** start of DATA PROVIDED **
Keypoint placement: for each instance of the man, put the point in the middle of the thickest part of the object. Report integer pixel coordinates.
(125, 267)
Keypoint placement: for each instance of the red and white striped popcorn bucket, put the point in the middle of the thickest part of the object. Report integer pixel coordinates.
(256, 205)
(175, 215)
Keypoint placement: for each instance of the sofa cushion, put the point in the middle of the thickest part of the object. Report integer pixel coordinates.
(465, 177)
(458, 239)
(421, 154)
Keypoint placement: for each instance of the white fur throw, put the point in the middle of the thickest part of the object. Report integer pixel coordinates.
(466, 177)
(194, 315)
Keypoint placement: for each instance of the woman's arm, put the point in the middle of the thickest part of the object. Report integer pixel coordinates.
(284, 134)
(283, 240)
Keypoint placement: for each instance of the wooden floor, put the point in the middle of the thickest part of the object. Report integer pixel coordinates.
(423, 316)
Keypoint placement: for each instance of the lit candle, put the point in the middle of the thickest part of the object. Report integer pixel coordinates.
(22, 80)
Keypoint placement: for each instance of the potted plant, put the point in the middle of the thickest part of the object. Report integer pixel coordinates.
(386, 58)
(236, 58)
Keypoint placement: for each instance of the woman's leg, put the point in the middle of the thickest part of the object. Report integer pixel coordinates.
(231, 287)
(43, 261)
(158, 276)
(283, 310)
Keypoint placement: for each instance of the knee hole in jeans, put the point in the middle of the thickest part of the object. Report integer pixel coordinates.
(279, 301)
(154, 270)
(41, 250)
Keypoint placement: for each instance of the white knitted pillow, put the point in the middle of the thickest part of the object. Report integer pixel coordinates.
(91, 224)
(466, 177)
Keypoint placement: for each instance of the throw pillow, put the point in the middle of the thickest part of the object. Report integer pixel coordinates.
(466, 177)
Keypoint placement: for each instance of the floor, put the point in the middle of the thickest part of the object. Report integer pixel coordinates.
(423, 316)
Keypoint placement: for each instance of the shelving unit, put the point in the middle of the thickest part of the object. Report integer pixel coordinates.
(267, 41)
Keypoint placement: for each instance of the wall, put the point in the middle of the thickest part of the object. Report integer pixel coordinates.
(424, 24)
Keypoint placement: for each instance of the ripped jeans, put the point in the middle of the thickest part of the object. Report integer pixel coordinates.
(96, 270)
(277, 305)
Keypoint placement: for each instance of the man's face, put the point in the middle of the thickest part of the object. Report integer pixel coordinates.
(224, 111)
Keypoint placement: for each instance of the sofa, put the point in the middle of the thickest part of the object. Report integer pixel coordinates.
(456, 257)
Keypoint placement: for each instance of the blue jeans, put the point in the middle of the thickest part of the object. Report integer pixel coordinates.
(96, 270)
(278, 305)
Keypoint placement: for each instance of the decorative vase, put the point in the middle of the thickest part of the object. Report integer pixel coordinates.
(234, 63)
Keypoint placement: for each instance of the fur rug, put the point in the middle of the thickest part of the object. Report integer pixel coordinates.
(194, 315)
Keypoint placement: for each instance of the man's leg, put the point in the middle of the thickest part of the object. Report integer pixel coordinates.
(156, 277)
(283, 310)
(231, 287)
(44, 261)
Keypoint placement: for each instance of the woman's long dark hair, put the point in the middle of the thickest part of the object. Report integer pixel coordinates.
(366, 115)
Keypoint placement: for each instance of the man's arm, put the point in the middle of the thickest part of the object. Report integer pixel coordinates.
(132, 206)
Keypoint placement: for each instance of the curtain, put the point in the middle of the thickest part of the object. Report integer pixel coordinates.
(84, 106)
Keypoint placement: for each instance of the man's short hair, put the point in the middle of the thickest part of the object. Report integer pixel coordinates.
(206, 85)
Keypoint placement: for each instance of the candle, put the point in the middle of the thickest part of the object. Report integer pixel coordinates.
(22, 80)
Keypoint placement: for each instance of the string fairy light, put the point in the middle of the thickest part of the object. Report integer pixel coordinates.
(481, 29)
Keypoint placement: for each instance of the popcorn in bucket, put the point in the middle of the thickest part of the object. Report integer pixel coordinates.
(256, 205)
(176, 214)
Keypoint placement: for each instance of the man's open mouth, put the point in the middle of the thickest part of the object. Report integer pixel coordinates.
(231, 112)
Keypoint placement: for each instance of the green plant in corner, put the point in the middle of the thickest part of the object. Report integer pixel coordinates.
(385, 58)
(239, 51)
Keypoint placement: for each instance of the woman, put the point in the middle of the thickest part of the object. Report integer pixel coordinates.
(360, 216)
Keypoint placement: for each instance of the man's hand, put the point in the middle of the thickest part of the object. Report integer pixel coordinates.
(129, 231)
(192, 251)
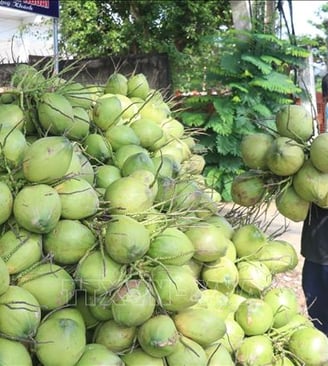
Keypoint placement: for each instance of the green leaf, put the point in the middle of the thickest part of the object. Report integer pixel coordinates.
(194, 119)
(228, 145)
(254, 60)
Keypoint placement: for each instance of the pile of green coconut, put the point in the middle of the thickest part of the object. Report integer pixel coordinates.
(113, 250)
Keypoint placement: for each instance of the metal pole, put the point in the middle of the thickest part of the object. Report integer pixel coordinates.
(55, 39)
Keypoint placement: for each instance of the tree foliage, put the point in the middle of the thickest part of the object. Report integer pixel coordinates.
(252, 75)
(90, 28)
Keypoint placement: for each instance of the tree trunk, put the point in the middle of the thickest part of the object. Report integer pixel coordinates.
(241, 15)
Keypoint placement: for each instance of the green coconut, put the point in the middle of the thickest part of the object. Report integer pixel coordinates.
(5, 278)
(37, 208)
(248, 189)
(12, 148)
(20, 249)
(133, 304)
(47, 159)
(77, 94)
(139, 357)
(203, 326)
(106, 174)
(278, 256)
(14, 353)
(11, 116)
(188, 352)
(125, 151)
(116, 83)
(107, 111)
(285, 157)
(98, 354)
(319, 152)
(119, 135)
(97, 147)
(311, 184)
(50, 284)
(60, 341)
(158, 336)
(55, 113)
(138, 86)
(78, 199)
(27, 77)
(6, 202)
(97, 273)
(116, 337)
(295, 121)
(69, 241)
(81, 124)
(291, 205)
(128, 195)
(126, 239)
(171, 246)
(148, 131)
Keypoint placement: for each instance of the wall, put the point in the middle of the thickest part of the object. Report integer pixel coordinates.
** end of DATA PROVIDED **
From start to finish, output the listing exactly, but omit its pictures.

**IN RESPONSE**.
Keypoint placement: for each instance of the man, put the point in the middle of the thickest part of the object. Report integer pixel coordinates.
(125, 267)
Keypoint placement: for each instance of the red and white striped popcorn bucket, put the point in the middle of the thickest part of the object. Report integer pixel coordinates.
(256, 205)
(175, 215)
Keypoint placement: for each instance of the sofa cushion, put the point in the middle of the thickest part of the object. Report integer pixel coordinates.
(465, 177)
(458, 239)
(421, 154)
Keypoint placement: for each instance of the white fur throw, put the point in the middle of the thickest part of the object. Report integer pixel coordinates.
(466, 177)
(194, 315)
Keypoint placement: for each instance of the woman's arm, put the point in the middle of the thickest part of the object. Report integer pixel coordinates.
(284, 134)
(283, 240)
Keypoint placement: for each instance of the wooden floor, put the point in the middle of the thickest part of the object. Report integer pixel coordinates.
(423, 316)
Keypoint placement: for each instance of the lit candle, put the point in the middle of the thickest part of the object. Report integer pixel coordinates.
(22, 80)
Keypoint placement: for each instance of the potted plant, put the point in the middle of the thickest part of the object. Report integer pixel coordinates.
(386, 58)
(236, 58)
Keypoint placement: for each instance of the woman's leg, put the point in the middle of the thickest part of the object. Report integer pixel coordinates.
(231, 287)
(43, 261)
(158, 276)
(283, 310)
Keypoint placement: for each instance of the knee hole in jeans, put the point in the middle of the thickest part of the object. Report integer pixel coordinates.
(279, 301)
(154, 270)
(41, 250)
Keypoint placement: for each instance of the white knitted pillow, put the point in the middle of the thickest part of the object. Report integer pixel coordinates.
(91, 224)
(466, 177)
Keypoint placement: for each instance of the throw pillow, put the point in the middle of the thickest part of the object. Report integer pixel coordinates.
(466, 177)
Keypoint placement: for each instance of the floor, put the point in the middle of the thickest part of the object. Report integer pixel coordinates.
(423, 316)
Keypoint placement: for each instance of the shelving unit, put the point in the middle of the thickest part of the object. Report integer pixel coordinates.
(267, 41)
Keypoint placement: for each instance of the wall, put the point in the middle of the thickest part of the object. Report integer pixel coordinates.
(424, 24)
Keypoint placement: for each instance of the ripped jeans, put the point in the middle of the thickest part of the object. Report integer pixel coordinates.
(96, 270)
(277, 305)
Keypoint placement: for each instance of the man's face, put the point in the middle of the thickest part of the object. Report integer pixel coordinates.
(224, 111)
Keypoint placement: for each instance of the sofa, put the point in the middle of the thickest part of the object. Report integer pixel coordinates.
(456, 257)
Keypoint placement: for each instance of the blue jeans, put the point in the middle of the thickest part of the object. Report integer pixel coordinates.
(96, 270)
(278, 305)
Keypoint placement: for each instance of the decorative vase, put the point in the middle of the thickest part of the object. Report integer pixel coordinates.
(234, 63)
Keypoint placement: for each instance of the fur rug, put the point in the middle of the thickest part of the object. Report integer pixel coordinates.
(194, 315)
Keypoint placement: for each instance of the man's leg, put the point in the middle of the thickest part of the object. Report integer pixel coordinates.
(156, 277)
(283, 310)
(231, 287)
(44, 261)
Keypoint placement: for each instance of the woman's long dark hair, put the point in the middle of the thickest part of the object. Report integer pixel coordinates.
(366, 115)
Keypoint placement: for each instance of the man's arm, put the point in the middle of the thickest part of the object. Report integer pixel coordinates.
(132, 206)
Keypoint placement: for each instance of the curtain, put the point in the middle of the thickest part of the object. Report integer pixel coordinates.
(84, 106)
Keypoint placement: for each instance of the man's short hair, put the point in the middle of the thickest part of the object. Report integer pixel coordinates.
(206, 85)
Keypoint placement: for each instance of the candle, put the point in the middle of the thickest part of the object. Report integer pixel coordinates.
(22, 80)
Keypoint placement: for each instance of the string fairy light, put the point in the middle of the thickest part of the object. Report integer pixel coordinates.
(481, 29)
Keypoint placement: for each instance of the popcorn in bucket, put the point in the middle of the thickest part of the object. Report integer pixel coordinates.
(256, 205)
(176, 214)
Keypoint placement: for each instance of the man's open mouth, put the point in the middle of the thickest part of the object. Report integer pixel coordinates.
(231, 112)
Keypoint placement: for each instance of the green plant in corner, put the point in the middle of the thickest part of the object. Report integer pixel coordinates.
(385, 58)
(239, 51)
Keypoint placement: for each instance of the woman, put the point in the middle of the thickest part of the object. Report integer pixel coordinates.
(360, 216)
Keypoint placement: for each instance of the man's hand, put the point in the middle of the thickest part of the object. Report integer pixel coordinates.
(129, 231)
(192, 251)
Keypoint placement: for each instance of the green leaf, put the point in the middle of the thickest part of the object. Report integer pixel coordinates.
(194, 119)
(228, 145)
(254, 60)
Keypoint placement: for each instance of the pile of green coconut, put the point in the middle of the thickest part of the object. Report integer pixel coordinates.
(113, 250)
Keypoint placement: for each instance of the metal pole, put the point in the middle of the thickest part of the object. Report integer pixel coordinates.
(55, 39)
Keypoint placement: for each instance of the tree foliage, put the point in the middle of the thickest part of the object. Report integer pixel coordinates.
(252, 75)
(90, 28)
Keypoint placement: for each instance of the tree trunk, put the point in the middle of the thickest part of the object. Report integer pixel coordinates.
(241, 15)
Keypoint placement: for each instance of the green coconut, put the point in the middle of the thickest part of the object. Report integer pixel coordinates.
(5, 278)
(37, 208)
(248, 189)
(12, 148)
(20, 249)
(133, 304)
(47, 159)
(77, 94)
(139, 357)
(203, 326)
(106, 174)
(278, 256)
(14, 353)
(11, 116)
(188, 352)
(125, 151)
(116, 83)
(107, 111)
(285, 157)
(98, 354)
(319, 152)
(119, 135)
(97, 147)
(311, 184)
(50, 284)
(60, 341)
(158, 336)
(55, 113)
(138, 86)
(78, 199)
(27, 77)
(6, 202)
(97, 273)
(116, 337)
(295, 121)
(69, 241)
(81, 124)
(291, 205)
(128, 195)
(126, 239)
(171, 246)
(148, 131)
Keypoint placement: for each instance of the wall, put the point in the middle of the thickest part of the object. Report integer pixel coordinates.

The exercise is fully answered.